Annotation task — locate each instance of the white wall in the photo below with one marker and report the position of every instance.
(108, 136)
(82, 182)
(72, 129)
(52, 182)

● EXERCISE DESCRIPTION:
Restate the whole listing word for word so that no line differs from the original.

● ANSWER FOR THE TASK:
Annotation task — locate each instance of the white wall in the photo below with one marker and report the position of every instance.
(108, 136)
(82, 182)
(72, 129)
(52, 182)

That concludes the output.